::: READING PASSAGE

United Kingdom (HMRC)

HMRC treats crypto derivatives trading as follows:

  • For occasional traders, gains may fall under Capital Gains Tax with the annual exempt amount
  • For frequent traders, HMRC may classify your activity as trading income, subject to Income Tax - which can mean a higher rate but also allows loss deductions against other income
  • Funding payments are generally treated as trading income or expense

General Principles (Other Jurisdictions)

  • Australia (ATO): Crypto trading profits are generally subject to Capital Gains Tax; active traders may be classified as carrying on a business
  • Canada (CRA): Typically treated as business income or capital gains depending on frequency and intent
  • EU (varies by country): Most EU nations tax crypto gains; rates and classifications differ significantly between member states
The classification of your trading activity - investor vs trader - can dramatically affect your tax rate and deduction eligibility. If you trade frequently on Hyperliquid, you may be classified as a trader rather than an investor, which changes how your gains are taxed. Discuss this distinction with your tax professional.

Hyperliquid-Specific Tax Considerations

Several aspects of Hyperliquid's design create unique tax situations you need to be aware of.

USDC Settlement

All Hyperliquid perpetual trades are settled in USDC. Since USDC is pegged to the US dollar, this simplifies tax calculations compared to exchanges that settle in volatile tokens. Your realized PnL in USDC is effectively your PnL in dollar terms - no additional currency conversion step is needed.

However, note that USDC itself can technically deviate from its $1 peg (as happened briefly in March 2023). If you deposited or withdrew USDC during a de-peg event, the actual dollar value may differ from the USDC amount.

::::::
::: RAW DATA

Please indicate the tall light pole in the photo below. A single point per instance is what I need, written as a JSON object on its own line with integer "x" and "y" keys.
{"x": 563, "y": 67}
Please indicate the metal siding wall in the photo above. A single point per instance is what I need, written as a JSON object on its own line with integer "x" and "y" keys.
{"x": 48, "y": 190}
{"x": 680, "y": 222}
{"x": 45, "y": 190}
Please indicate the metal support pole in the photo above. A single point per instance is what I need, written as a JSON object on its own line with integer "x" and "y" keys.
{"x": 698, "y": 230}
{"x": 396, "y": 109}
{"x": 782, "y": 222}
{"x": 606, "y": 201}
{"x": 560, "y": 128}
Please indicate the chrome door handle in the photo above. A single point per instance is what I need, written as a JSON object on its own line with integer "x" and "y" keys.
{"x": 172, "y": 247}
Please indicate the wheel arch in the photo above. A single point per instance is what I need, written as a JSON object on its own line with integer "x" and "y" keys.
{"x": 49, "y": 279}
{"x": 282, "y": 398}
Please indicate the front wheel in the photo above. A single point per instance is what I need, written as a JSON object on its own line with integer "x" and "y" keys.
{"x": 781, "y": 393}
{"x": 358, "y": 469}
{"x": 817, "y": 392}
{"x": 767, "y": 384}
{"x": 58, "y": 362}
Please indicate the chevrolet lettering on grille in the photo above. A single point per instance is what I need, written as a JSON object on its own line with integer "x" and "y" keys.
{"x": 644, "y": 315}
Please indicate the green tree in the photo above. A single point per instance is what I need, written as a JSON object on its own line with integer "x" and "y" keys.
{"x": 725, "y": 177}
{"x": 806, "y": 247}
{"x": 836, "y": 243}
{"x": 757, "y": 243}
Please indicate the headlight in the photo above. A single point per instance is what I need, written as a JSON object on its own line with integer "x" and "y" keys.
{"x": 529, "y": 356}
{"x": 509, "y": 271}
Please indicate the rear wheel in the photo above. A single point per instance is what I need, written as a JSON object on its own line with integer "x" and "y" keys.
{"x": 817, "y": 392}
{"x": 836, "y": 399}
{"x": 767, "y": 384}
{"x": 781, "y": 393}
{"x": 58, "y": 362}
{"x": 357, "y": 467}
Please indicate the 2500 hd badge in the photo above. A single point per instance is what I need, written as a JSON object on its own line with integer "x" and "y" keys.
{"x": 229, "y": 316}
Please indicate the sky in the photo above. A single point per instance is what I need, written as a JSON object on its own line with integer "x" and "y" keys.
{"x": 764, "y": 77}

::::::

# SHORT PROBLEM:
Please copy the stretch of the Hyperliquid tax text from "Hyperliquid-Specific Tax Considerations" through "step is needed." word for word.

# RESULT:
Hyperliquid-Specific Tax Considerations

Several aspects of Hyperliquid's design create unique tax situations you need to be aware of.

USDC Settlement

All Hyperliquid perpetual trades are settled in USDC. Since USDC is pegged to the US dollar, this simplifies tax calculations compared to exchanges that settle in volatile tokens. Your realized PnL in USDC is effectively your PnL in dollar terms - no additional currency conversion step is needed.